**PROBLEM STATEMENT**
Quote the records in full and leave their pictures out.

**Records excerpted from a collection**
....................
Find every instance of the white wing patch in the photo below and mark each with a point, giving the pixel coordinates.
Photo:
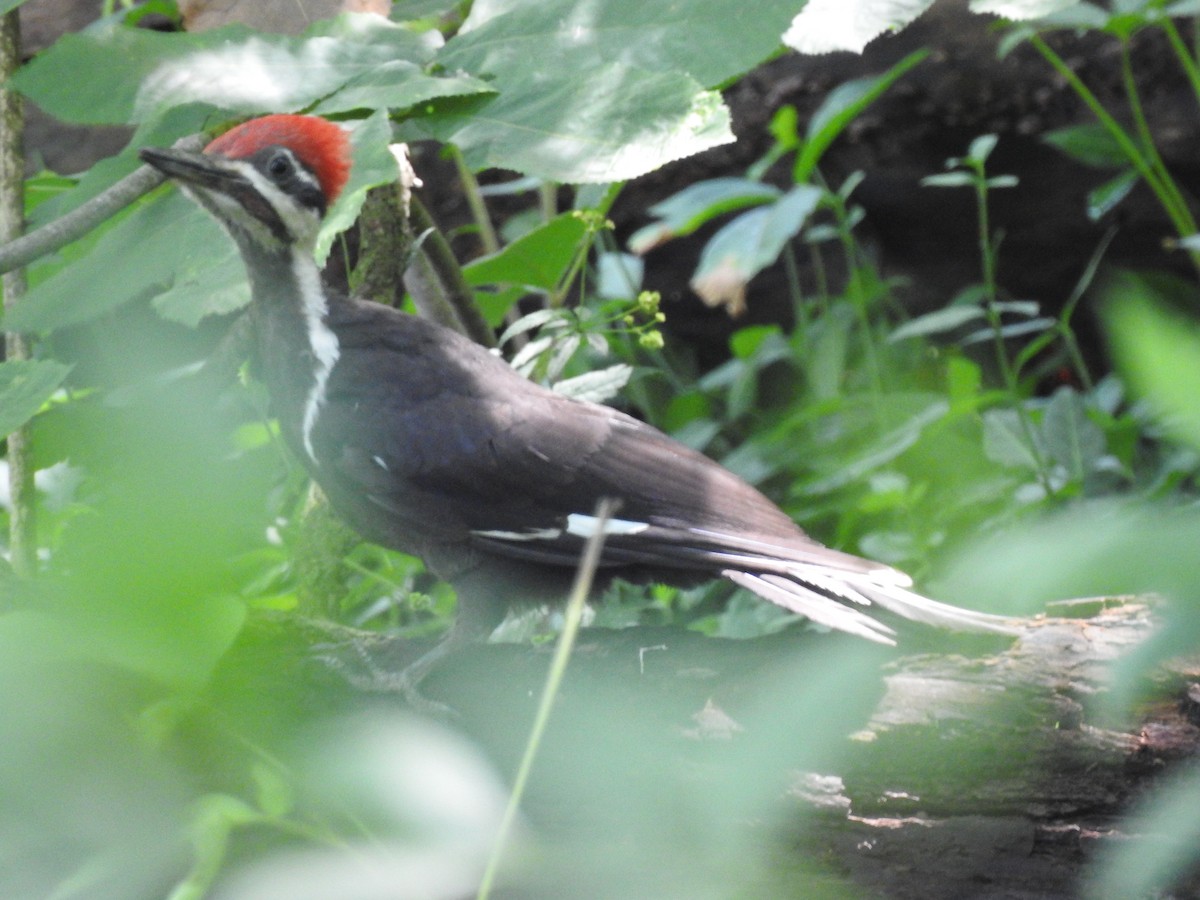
(531, 534)
(577, 525)
(585, 526)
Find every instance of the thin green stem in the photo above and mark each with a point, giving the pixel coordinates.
(991, 297)
(571, 621)
(1150, 150)
(23, 495)
(1128, 147)
(487, 235)
(1183, 53)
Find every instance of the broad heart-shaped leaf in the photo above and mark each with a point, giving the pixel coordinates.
(605, 124)
(24, 387)
(709, 40)
(749, 244)
(123, 75)
(538, 259)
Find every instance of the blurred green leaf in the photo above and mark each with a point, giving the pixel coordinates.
(1103, 199)
(24, 387)
(538, 259)
(1159, 354)
(1071, 437)
(399, 84)
(607, 123)
(750, 243)
(1091, 144)
(845, 103)
(1164, 832)
(173, 238)
(683, 213)
(689, 37)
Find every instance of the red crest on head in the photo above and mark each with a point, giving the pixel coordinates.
(322, 147)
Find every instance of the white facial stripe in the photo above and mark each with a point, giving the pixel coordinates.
(585, 526)
(301, 222)
(301, 171)
(321, 339)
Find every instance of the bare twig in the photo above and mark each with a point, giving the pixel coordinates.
(441, 263)
(57, 234)
(22, 521)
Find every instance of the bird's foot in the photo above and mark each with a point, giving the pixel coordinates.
(364, 672)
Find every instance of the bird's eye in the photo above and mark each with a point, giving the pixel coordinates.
(279, 166)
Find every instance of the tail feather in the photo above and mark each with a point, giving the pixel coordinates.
(822, 595)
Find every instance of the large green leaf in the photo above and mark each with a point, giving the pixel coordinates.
(121, 75)
(24, 387)
(595, 90)
(399, 84)
(749, 244)
(709, 40)
(538, 259)
(607, 124)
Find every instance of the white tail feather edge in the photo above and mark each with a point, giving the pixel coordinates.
(805, 593)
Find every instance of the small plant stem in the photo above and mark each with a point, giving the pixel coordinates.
(547, 201)
(487, 235)
(1181, 220)
(23, 499)
(571, 619)
(1147, 144)
(988, 257)
(1183, 53)
(436, 251)
(799, 309)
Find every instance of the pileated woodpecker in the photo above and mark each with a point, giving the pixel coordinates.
(426, 443)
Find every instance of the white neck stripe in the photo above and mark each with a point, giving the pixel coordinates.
(322, 341)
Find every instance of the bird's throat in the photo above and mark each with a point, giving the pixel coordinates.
(298, 349)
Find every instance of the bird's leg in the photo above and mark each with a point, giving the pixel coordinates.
(373, 676)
....................
**PROBLEM SOLUTION**
Find every instance of the white wing patch in the photo below and mark each with a point, giving the pixel coordinates.
Photo:
(531, 534)
(577, 525)
(585, 526)
Find every instance of the thin green stem in the photo above and mark each with a point, giving the pixel coordinates.
(991, 297)
(571, 621)
(1150, 150)
(23, 495)
(1128, 147)
(487, 235)
(1183, 53)
Find every instance of the broad heart-shaped leaf in the photo above and mark each with a point, giving the pixel coordinates.
(605, 124)
(24, 387)
(709, 40)
(749, 244)
(123, 75)
(538, 259)
Find every instance of the blurred green leaf in the photo above and mark each with a point, giving the pixel coordinates.
(1103, 199)
(24, 387)
(538, 259)
(1159, 354)
(1071, 437)
(399, 84)
(607, 123)
(750, 243)
(1091, 144)
(845, 103)
(1164, 832)
(173, 238)
(683, 213)
(689, 37)
Find every instance of the red crest on head in the photo above and mark each with a point, giving the pixel coordinates.
(322, 147)
Find every instance of the white facial stripe in the photo above and mark each with a point, giving the pixel coordinates.
(585, 526)
(301, 222)
(301, 171)
(321, 339)
Find every instance of the bare twig in the photo above and mark each with a point, giving the pixel coordinates.
(441, 263)
(57, 234)
(22, 521)
Find every instance of the bird's foot in the photo above and mark each with a point, giving the pixel coordinates.
(364, 672)
Find every instance of the bird's eye in the photo above and mark each with a point, giving the pixel coordinates.
(279, 166)
Find every instance of the tail feather in the photo above and mark each with a point, giving the pixel coordinates.
(822, 595)
Find every instance of the large green leaf in the photo above and mark each with a point, giving the pixel coordinates.
(121, 75)
(24, 387)
(595, 90)
(399, 84)
(749, 244)
(709, 40)
(538, 259)
(607, 124)
Find every instance of the white tail feather edge in the photo above and mark each with a point, giving the pixel coordinates.
(805, 593)
Find every instance of the small plant stem in the photo above and mark each with a point, giving the pixel coordinates.
(547, 201)
(487, 235)
(1181, 220)
(23, 499)
(571, 619)
(1147, 144)
(988, 257)
(1183, 53)
(436, 251)
(799, 309)
Find every instance of the pileated woodpecker in the photo above and mark each with a point, giving the pixel coordinates.
(426, 443)
Find every instance of the white neck stripe in the photo above and mark each with a point, giving the pixel coordinates.
(322, 341)
Find every instance of the bird's throat in the photo above and mark each with a point, giving the pixel coordinates.
(298, 349)
Find every instance of the bird's leg in the photo above and mark each with a point, giving the pixel coordinates.
(373, 676)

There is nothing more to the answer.